- **Tasks to complete**:
1. In the review of the desert survival movie, what job does the crew member who knows how bad their situation is have?
2. Write the next part of the review of the desert survival movie, picking up after its final sentence and keeping the same voice.

- **Text for analysis**:
- Opening Delimiter -

This one is the "what can we shoot that's dramatic with a really small cast and give everyone stuff for their reel?" feature that's essentially a horror movie as people are trapped in a remote location and will be killed by nature. Sometimes that is sharks, sometimes that is getting wedged between rocks. This one is the desert.
I find these movies mostly deeply unappealing in a "your whole movie could have been an email" sort of way. Watching a large group of people get picked off by alligators or sharks? Sign me up! 90 minutes of a small group go through therapy and only one lives? I'll take a pass.
Usually the movies move slowly, are often melodramas at their heart (otherwise, why care?), and you spend the whole movie wondering why they made this and that bad decision.
Frankly, YouTubers trying to describe real-life human disasters are at least sharing something interesting because it (mostly) really happened, and is not just a made up story of some dipshits who do something stupid and pay for it while I watch.
So, yeah, I was not at all excited to spend 90 minutes watching people slowly die of thirst in the desert .
In this movie, after crashing their car in the desert, the 4 person crew stays where they are, chooses to avoid the roads? Stays in one place all night instead of walking when it's cool out. One of them is, of course, a complete asshole, which feels like a legal requirement. And one has their shit together/ just happens to know everything about sharks or whatever, and no one wants to listen to them. In this case, a nurse or doctor (the movie says both) who has enough knowledge to know how boned they truly are.

- Closing Delimiter -

- **Provided records**:
- Opening Delimiter -

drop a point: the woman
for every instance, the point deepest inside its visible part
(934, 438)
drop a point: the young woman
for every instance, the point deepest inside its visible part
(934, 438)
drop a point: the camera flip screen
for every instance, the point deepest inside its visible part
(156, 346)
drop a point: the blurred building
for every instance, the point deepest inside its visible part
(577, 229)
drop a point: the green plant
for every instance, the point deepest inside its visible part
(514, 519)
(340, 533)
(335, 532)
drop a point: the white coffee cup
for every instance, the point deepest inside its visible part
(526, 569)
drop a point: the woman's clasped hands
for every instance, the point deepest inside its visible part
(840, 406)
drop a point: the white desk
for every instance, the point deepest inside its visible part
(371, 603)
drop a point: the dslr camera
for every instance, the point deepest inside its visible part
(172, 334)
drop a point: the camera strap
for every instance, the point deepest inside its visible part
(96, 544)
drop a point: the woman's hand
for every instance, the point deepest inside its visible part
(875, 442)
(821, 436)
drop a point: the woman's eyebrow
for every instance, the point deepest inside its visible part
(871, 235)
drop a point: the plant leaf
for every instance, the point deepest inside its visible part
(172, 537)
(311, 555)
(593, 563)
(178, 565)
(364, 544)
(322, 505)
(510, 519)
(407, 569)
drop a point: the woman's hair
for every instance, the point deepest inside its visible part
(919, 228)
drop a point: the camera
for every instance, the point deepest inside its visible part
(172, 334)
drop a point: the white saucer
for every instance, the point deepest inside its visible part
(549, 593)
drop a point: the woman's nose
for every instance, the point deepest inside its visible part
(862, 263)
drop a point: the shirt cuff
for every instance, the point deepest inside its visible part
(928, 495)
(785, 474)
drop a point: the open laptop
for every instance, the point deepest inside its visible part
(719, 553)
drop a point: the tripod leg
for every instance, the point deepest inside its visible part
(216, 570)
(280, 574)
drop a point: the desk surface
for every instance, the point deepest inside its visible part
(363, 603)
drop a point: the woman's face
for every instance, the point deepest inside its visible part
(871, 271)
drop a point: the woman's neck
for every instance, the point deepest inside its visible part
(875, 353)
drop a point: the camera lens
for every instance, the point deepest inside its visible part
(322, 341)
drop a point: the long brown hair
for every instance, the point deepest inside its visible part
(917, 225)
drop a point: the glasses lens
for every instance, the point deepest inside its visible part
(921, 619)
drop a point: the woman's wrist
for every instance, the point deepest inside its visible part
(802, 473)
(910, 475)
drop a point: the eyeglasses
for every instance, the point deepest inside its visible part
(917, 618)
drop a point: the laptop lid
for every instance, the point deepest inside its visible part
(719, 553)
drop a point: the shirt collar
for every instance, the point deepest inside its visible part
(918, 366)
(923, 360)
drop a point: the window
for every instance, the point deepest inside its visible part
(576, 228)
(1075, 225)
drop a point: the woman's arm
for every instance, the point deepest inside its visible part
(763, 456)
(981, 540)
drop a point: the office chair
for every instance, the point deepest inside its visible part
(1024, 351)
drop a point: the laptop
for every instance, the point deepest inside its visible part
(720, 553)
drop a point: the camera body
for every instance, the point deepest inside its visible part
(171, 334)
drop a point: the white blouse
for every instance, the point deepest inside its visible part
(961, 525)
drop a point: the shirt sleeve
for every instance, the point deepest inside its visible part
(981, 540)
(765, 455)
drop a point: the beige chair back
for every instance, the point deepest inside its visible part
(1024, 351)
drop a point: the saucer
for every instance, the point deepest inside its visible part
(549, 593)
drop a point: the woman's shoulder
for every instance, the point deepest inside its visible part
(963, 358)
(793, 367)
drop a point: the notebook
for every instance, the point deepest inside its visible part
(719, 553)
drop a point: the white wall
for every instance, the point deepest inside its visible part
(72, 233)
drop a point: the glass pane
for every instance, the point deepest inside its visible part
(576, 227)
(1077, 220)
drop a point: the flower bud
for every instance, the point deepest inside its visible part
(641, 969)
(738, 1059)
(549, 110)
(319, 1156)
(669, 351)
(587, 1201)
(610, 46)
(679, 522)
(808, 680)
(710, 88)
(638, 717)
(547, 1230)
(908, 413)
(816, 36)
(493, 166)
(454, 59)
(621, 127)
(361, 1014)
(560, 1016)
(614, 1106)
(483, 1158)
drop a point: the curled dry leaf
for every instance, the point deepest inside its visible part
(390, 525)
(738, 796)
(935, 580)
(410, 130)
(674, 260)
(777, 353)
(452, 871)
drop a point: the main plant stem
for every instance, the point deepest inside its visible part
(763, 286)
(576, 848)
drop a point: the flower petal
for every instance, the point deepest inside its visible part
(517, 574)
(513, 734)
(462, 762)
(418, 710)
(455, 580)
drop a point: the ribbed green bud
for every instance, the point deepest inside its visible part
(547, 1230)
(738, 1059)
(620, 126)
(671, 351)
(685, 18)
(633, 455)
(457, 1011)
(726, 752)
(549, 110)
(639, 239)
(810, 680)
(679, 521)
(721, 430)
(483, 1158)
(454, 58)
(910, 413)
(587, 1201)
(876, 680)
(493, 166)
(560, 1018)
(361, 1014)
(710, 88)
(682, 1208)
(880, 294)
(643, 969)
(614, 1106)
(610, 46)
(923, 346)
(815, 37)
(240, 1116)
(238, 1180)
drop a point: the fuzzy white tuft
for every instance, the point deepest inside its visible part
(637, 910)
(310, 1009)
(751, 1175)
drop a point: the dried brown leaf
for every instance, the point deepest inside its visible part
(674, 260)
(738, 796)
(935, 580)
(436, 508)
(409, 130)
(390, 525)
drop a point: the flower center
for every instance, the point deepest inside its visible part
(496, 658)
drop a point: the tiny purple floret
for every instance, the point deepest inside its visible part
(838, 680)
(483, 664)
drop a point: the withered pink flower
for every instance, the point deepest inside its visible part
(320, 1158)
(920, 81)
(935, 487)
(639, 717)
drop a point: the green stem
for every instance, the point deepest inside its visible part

- Closing Delimiter -

- **Solved tasks**:
1. A nurse or doctor; the movie says both.

2.
And, of course, things have to get gross, and depressing as our small cast struggles to survive.
That said... for what this is, it isn't... awful? The small cast is pretty good, and Chabert - who was an Executive Producer, which may be ceremonial and/ or profit sharing - is really good. Once again, given the chance, she's solid in kind of whatever you throw her into. This is a grown-up role and she has agency and everything.
Is it stupid?
The movie is not stupid, but the characters do stupid things, pretty much from the first scene of the movie. Which seems avoidable at the script stage, but then there'd be no movie about people dying in the desert.
The thing is... okay. I spent part of lockdown watching a lot of missing persons videos on the YouTubes, and, FYI, really, really weird things happen in the woods and desert. People really do make terrible decisions, so things happen all the time where someone wanders off a trail or gets separated and winds up dead - often like a mile from safety. It's scary and morbid. It's why I don't go camping.
Also, everything involved in camping. I like a good toilet and a sofa. But I still know it's cooler at night than during the day and roads sometimes have people on them. So. I would have been the real hero of this group.
I can't really separate my disinterest in this sort of movie from how I feel about this specific movie. I kinda don't get the point for me, but I can see actors seeing all the stuff they get to act - and if you're Lacey Chabert in 2008-2009, you are doing all kinds of voice work, indie and TV movie work and one or two studio small parts.
So, yeah, a lead in a whole movie sounds good right about now, especially one that will make people maybe forget Mean Girls and Party of Five. .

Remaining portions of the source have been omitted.